YOUR ASSIGNMENT:
Return each of the entries below word for word.

MATERIAL FOR THIS EXERCISE:
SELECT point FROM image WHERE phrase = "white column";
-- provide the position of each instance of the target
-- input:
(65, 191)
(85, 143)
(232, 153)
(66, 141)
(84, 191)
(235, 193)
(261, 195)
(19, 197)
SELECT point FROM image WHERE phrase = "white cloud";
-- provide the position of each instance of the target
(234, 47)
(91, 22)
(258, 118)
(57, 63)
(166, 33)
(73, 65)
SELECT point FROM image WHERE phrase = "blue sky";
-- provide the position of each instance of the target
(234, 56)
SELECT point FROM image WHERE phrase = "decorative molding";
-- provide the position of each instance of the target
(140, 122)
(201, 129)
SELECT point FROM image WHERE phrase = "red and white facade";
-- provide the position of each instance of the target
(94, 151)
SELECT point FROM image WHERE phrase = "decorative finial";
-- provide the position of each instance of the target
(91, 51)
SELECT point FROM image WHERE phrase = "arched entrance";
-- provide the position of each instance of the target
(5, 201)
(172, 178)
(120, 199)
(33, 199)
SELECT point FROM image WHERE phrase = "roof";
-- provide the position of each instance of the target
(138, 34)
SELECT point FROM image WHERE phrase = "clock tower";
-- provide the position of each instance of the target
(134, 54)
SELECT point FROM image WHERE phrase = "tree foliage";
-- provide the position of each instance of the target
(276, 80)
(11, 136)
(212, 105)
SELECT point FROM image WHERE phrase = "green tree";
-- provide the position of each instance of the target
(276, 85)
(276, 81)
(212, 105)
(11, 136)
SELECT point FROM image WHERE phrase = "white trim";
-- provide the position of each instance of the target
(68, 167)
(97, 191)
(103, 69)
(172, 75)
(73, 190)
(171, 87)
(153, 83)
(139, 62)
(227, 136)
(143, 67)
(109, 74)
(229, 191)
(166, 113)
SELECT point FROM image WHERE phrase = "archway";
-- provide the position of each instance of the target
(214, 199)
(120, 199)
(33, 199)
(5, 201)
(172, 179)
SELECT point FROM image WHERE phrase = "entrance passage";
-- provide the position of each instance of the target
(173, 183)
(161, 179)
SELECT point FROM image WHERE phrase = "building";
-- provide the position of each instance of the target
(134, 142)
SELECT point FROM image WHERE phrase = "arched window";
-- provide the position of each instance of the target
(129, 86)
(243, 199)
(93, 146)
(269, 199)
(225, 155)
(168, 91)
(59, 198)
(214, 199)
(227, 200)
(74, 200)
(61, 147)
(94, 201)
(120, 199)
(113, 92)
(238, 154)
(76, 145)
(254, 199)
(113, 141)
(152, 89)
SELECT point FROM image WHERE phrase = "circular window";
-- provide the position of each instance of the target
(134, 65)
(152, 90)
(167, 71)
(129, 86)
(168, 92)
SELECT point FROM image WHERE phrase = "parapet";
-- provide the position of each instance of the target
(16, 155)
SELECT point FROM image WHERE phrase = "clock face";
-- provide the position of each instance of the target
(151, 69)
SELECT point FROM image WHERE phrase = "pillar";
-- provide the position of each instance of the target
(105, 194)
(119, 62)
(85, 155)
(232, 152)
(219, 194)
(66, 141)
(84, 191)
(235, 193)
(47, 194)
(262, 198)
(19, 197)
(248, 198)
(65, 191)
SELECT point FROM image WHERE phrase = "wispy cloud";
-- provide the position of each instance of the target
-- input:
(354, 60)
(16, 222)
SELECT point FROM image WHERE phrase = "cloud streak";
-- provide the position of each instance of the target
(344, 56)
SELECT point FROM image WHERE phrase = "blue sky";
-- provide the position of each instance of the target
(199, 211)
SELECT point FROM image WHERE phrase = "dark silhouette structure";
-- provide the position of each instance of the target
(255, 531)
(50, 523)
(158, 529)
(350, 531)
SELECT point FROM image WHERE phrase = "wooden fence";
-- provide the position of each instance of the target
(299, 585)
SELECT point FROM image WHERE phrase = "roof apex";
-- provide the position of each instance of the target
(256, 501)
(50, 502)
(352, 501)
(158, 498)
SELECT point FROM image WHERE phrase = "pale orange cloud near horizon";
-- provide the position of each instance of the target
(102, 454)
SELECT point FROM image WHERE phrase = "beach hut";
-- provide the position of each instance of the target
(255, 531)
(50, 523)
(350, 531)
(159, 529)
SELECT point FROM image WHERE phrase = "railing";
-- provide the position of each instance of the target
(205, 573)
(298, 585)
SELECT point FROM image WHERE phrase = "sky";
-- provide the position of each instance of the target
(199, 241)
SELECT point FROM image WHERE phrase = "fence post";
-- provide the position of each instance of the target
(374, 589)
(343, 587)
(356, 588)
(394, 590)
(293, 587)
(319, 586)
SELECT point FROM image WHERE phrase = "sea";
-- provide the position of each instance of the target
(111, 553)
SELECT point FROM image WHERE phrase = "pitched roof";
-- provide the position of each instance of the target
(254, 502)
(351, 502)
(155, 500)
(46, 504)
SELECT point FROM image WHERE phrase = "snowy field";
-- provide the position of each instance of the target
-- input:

ANSWER BOX:
SELECT point FROM image WHERE phrase = "white column";
-- provide the position of each instance of the target
-- input:
(65, 191)
(85, 143)
(232, 153)
(66, 141)
(84, 191)
(235, 193)
(261, 195)
(19, 197)
SELECT point FROM image WHERE phrase = "white cloud";
-- provide the position of each instance of the target
(234, 47)
(91, 22)
(258, 118)
(57, 63)
(166, 33)
(73, 65)
SELECT point FROM image WHERE phrase = "blue sky";
-- provide the position of each instance of the target
(234, 56)
SELECT point FROM image WHERE phrase = "decorative molding";
-- provide the position of each instance of the target
(140, 122)
(201, 129)
SELECT point FROM image WHERE phrase = "red and white facade";
-- provide the position of each instance of the target
(94, 151)
SELECT point FROM image WHERE phrase = "decorative finial";
-- provide the position of each instance of the target
(91, 51)
SELECT point FROM image WHERE phrase = "arched entrance";
-- provide the position of each instance of the target
(5, 201)
(172, 178)
(120, 199)
(33, 199)
SELECT point FROM image WHERE phrase = "roof";
-- provide the position of each instance of the target
(138, 34)
SELECT point FROM image WHERE phrase = "clock tower";
-- provide the position of each instance of the target
(134, 54)
SELECT point FROM image WHERE phrase = "tree foliage";
-- provide the position of each instance of the target
(276, 80)
(11, 136)
(212, 105)
SELECT point FROM image WHERE phrase = "green tree";
-- provide the position of each instance of the target
(276, 85)
(276, 81)
(212, 105)
(11, 136)
SELECT point FROM image WHERE phrase = "white trim";
-- provide the position of each instance of the target
(68, 167)
(97, 191)
(103, 69)
(172, 75)
(73, 190)
(171, 87)
(153, 83)
(139, 62)
(227, 136)
(143, 67)
(109, 74)
(229, 191)
(166, 113)
SELECT point FROM image WHERE phrase = "archway";
-- provide the position of each instance of the target
(214, 199)
(120, 199)
(33, 199)
(5, 201)
(172, 179)
SELECT point FROM image WHERE phrase = "entrance passage";
-- provide the position of each instance of the target
(173, 183)
(161, 179)
SELECT point FROM image WHERE phrase = "building";
-- provide the position of each instance of the target
(134, 142)
SELECT point FROM image WHERE phrase = "arched window";
-- provide the position of each instance of the target
(129, 86)
(243, 199)
(93, 146)
(269, 199)
(225, 155)
(168, 91)
(59, 198)
(214, 199)
(227, 200)
(74, 200)
(61, 147)
(94, 201)
(120, 199)
(113, 92)
(238, 154)
(76, 145)
(254, 199)
(113, 141)
(152, 89)
SELECT point FROM image WHERE phrase = "circular window";
-- provide the position of each instance of the target
(134, 65)
(152, 90)
(167, 71)
(129, 86)
(168, 92)
SELECT point FROM image WHERE phrase = "parapet";
-- provide the position of each instance of the target
(16, 155)
SELECT point FROM image WHERE phrase = "clock face";
-- provide the position of each instance of the target
(151, 69)
SELECT point FROM image WHERE phrase = "pillar";
-- provide the position of each instance of the target
(105, 194)
(119, 62)
(85, 155)
(232, 152)
(219, 194)
(66, 141)
(84, 191)
(235, 193)
(47, 194)
(262, 198)
(19, 197)
(248, 198)
(65, 191)
SELECT point FROM image WHERE phrase = "wispy cloud";
-- provide the position of each instance of the target
-- input:
(354, 60)
(16, 222)
SELECT point FROM image WHERE phrase = "cloud streak";
-- provide the position of each instance of the target
(344, 56)
SELECT point FROM image WHERE phrase = "blue sky";
-- provide the position of each instance of the target
(199, 211)
SELECT point FROM image WHERE phrase = "dark silhouette structure";
-- provide the position of each instance of the target
(255, 531)
(50, 523)
(158, 529)
(350, 531)
SELECT point FROM image WHERE phrase = "wooden fence";
-- provide the position of each instance of the target
(299, 585)
SELECT point FROM image WHERE phrase = "roof apex";
-- provide the position of each instance of the target
(256, 501)
(50, 502)
(352, 501)
(158, 498)
SELECT point FROM image WHERE phrase = "pale orange cloud near horizon";
-- provide the position of each instance of the target
(102, 454)
SELECT point FROM image WHERE phrase = "beach hut";
-- provide the position of each instance of the target
(255, 531)
(50, 523)
(350, 531)
(159, 529)
SELECT point FROM image WHERE phrase = "railing";
-- provide the position of each instance of the target
(205, 573)
(298, 585)
SELECT point FROM image WHERE phrase = "sky";
-- provide the position of each instance of the target
(199, 241)
SELECT point FROM image WHERE phrase = "fence post";
-- provide the position of each instance of the target
(374, 589)
(343, 587)
(356, 588)
(394, 590)
(293, 587)
(319, 586)
SELECT point FROM image WHERE phrase = "sea";
-- provide the position of each instance of the target
(111, 553)
SELECT point FROM image WHERE phrase = "pitched roof";
-- provide the position of each instance of the target
(254, 502)
(351, 502)
(155, 500)
(46, 504)
SELECT point FROM image WHERE phrase = "snowy field";
-- provide the position of each instance of the target
-- input:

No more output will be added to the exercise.